* Objective *
Put the lines of the material into a numbered list, leaving out blank lines and covering only the stretch from the line containing "the white knee" through the line containing "x=312 y=195", both included.

[Extracted records]
· · · · ·
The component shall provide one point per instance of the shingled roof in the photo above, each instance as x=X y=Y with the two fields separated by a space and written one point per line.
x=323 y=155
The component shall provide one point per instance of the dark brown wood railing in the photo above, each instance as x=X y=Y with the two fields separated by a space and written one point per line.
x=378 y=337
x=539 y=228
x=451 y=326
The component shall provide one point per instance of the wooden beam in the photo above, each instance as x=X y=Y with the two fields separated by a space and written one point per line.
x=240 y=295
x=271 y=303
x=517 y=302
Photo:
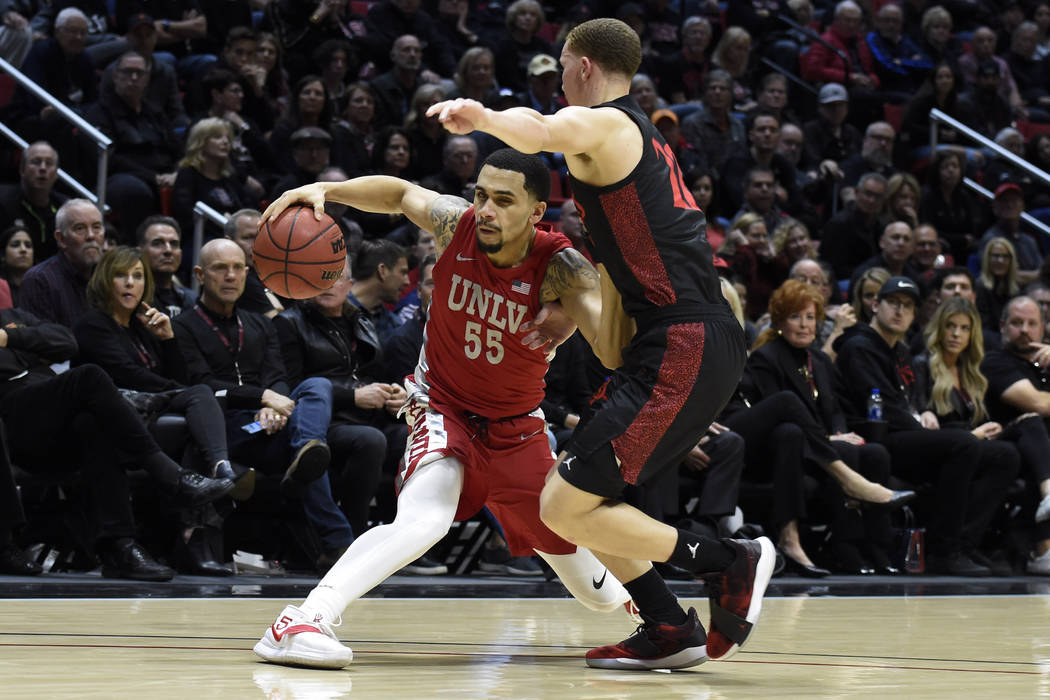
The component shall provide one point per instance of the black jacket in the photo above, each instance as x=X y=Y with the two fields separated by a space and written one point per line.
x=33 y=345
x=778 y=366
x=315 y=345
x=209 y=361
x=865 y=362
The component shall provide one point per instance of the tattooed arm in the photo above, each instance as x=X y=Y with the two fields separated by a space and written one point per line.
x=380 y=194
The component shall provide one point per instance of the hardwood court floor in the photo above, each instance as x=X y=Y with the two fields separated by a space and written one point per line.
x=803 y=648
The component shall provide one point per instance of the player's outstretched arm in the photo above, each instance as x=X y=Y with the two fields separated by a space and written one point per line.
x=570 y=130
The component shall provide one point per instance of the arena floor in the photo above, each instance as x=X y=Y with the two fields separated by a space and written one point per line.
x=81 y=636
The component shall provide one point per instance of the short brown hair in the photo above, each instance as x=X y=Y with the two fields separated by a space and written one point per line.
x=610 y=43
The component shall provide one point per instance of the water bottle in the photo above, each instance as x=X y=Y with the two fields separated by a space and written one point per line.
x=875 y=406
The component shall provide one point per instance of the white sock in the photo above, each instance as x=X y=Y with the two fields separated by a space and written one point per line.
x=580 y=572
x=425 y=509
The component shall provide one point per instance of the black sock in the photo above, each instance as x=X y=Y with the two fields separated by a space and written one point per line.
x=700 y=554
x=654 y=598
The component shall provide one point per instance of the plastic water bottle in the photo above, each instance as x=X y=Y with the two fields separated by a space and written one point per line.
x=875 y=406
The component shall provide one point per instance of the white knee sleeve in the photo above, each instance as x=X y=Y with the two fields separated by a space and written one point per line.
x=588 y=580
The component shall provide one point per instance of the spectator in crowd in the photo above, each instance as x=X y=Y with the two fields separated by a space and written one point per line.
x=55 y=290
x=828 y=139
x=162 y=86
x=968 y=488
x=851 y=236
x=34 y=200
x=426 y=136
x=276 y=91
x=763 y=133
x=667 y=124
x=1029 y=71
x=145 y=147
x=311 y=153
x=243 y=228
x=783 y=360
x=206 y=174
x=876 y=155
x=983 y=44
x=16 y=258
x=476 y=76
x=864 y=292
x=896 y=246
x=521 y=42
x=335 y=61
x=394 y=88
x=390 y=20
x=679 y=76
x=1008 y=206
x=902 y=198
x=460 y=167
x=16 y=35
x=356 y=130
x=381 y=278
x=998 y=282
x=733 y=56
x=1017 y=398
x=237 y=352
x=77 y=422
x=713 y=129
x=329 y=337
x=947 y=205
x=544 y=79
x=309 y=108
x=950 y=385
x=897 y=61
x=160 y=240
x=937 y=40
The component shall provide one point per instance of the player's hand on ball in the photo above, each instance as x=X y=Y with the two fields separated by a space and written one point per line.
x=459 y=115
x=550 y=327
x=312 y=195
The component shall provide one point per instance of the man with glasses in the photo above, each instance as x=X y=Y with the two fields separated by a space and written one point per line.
· · · · ·
* Solution *
1. The component shall provide one point per instance of the white knee sleeve in the photo above, each instance as x=X y=Y with the two fields separated by a space and written one point per line.
2. x=588 y=580
3. The component shall provide one point per instance of the spectator in crowd in the photo above, each instance as x=X y=Y with the two fields separated by a space and written one point per line.
4. x=55 y=290
5. x=828 y=139
6. x=162 y=86
7. x=968 y=488
8. x=851 y=236
9. x=34 y=200
10. x=426 y=136
11. x=276 y=91
12. x=763 y=133
13. x=667 y=124
14. x=1029 y=71
15. x=145 y=147
16. x=311 y=153
17. x=243 y=228
18. x=783 y=360
19. x=206 y=174
20. x=876 y=155
21. x=983 y=44
22. x=16 y=258
23. x=476 y=76
24. x=864 y=292
25. x=896 y=246
26. x=521 y=42
27. x=335 y=61
28. x=394 y=88
29. x=390 y=20
30. x=679 y=76
31. x=1008 y=206
32. x=902 y=198
33. x=460 y=167
34. x=16 y=35
35. x=356 y=130
36. x=381 y=278
37. x=998 y=282
38. x=733 y=56
39. x=1017 y=398
40. x=237 y=352
41. x=77 y=422
42. x=713 y=129
43. x=329 y=337
44. x=947 y=205
45. x=544 y=79
46. x=309 y=108
47. x=950 y=385
48. x=897 y=61
49. x=160 y=240
50. x=937 y=40
51. The component shall provide one point per instance of the player's hand on ball in the photo above, each instance as x=X y=Y with the two fields separated by a space and written one point per line.
52. x=459 y=115
53. x=550 y=327
54. x=312 y=195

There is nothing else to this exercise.